# TASK DETAILS
From the forum thread below on scanning text for unique characters, quote the passage word for word, starting at "I actually wrote" and ending at "is spat out.".

──────── ARTICLE

Scan text for unique characters (for Chinese, Japanese, Korean fonts)

Pkeod · April 26, 2020, 6:00am

What do people use to build a unique character list for fonts? I need to be able to scan all files in a folder / subfolders and build a list of unique characters to be included in fonts to minimize total download size.

@Ivan_Lytkin I think you said once but it was in slack and the history is gone for it. I think it was a python script?

I have .json files and .txt files in various folders. It needs to be able to work with Chinese characters.

Here is one for Unity / textmeshpro

totebo · April 26, 2020, 9:30am

I actually wrote a small Lua tool for this. The language data is read from a .csv file exported from Google Docs, then all languages are parsed and a string is spat out.

Pkeod · April 26, 2020, 11:15am

Share?

I might need to write something custom which runs when doing builds, scans the locale folders, inserts current characters into language appropriate font character lists. Maybe a good editor script candidate.

Dragosha · April 26, 2020, 11:20am

the same. Just lua script in game, run them after texts update and copy print from console to font settings manually.

local utf8 = require "helper.utf8"

-----------------
local function uniqueSymbols(mytexttable)
    local unique={}
    local extra_characters=""
    for k,v in pairs(mytexttable) do
        if v then
            utf8.gsub(v,".", function(c)
            if  not unique[c] then
                unique[c]=1
                extra_characters=extra_characters..c
            else
                unique[c]=unique[c]+1
            end
            end)
        end
    end
    print(extra_characters)

────────────────
──────── DATA SHOWN

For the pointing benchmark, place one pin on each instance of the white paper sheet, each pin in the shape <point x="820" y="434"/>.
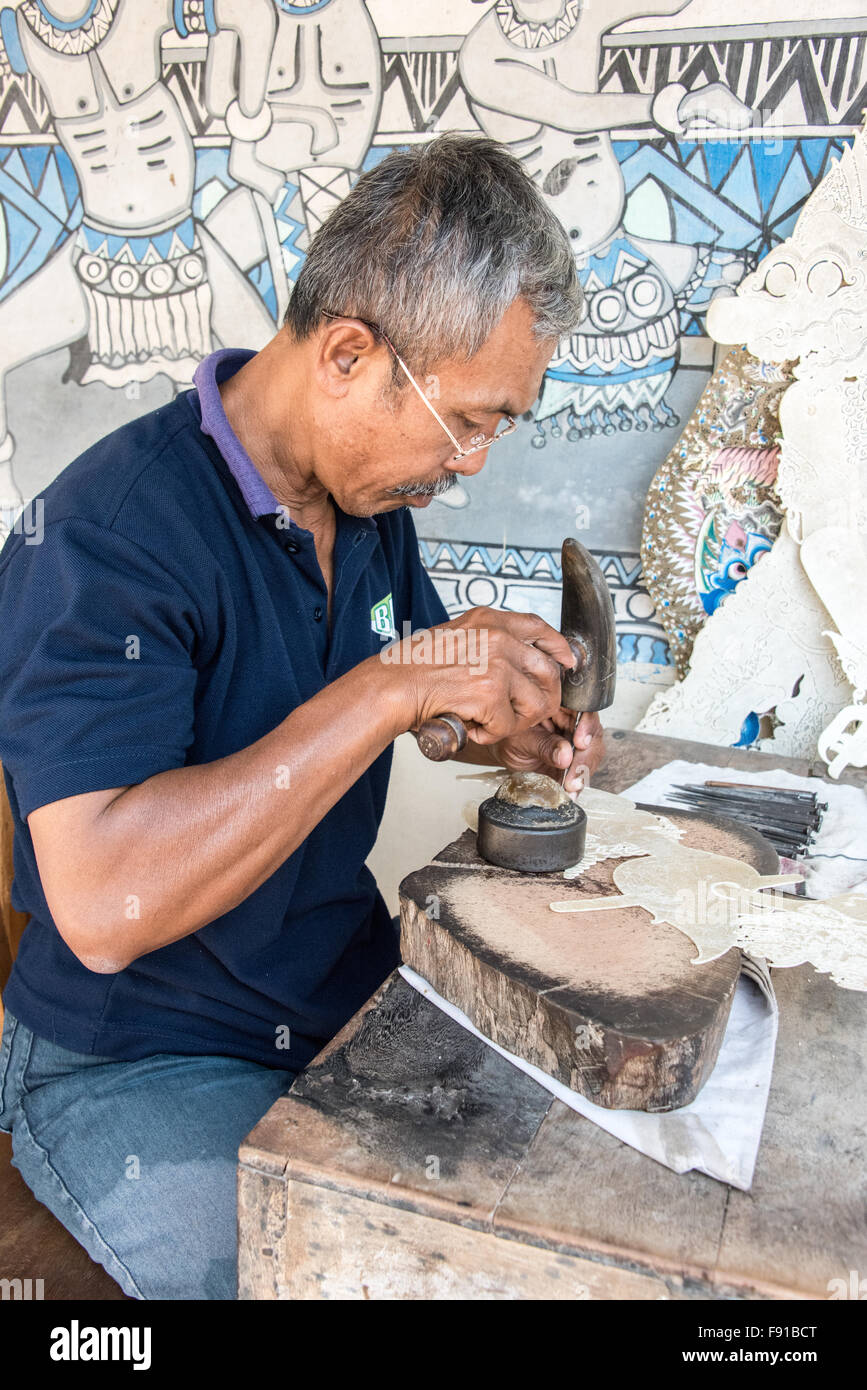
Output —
<point x="720" y="1132"/>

────────────────

# OUTPUT FOR THIS TASK
I actually wrote a small Lua tool for this. The language data is read from a .csv file exported from Google Docs, then all languages are parsed and a string is spat out.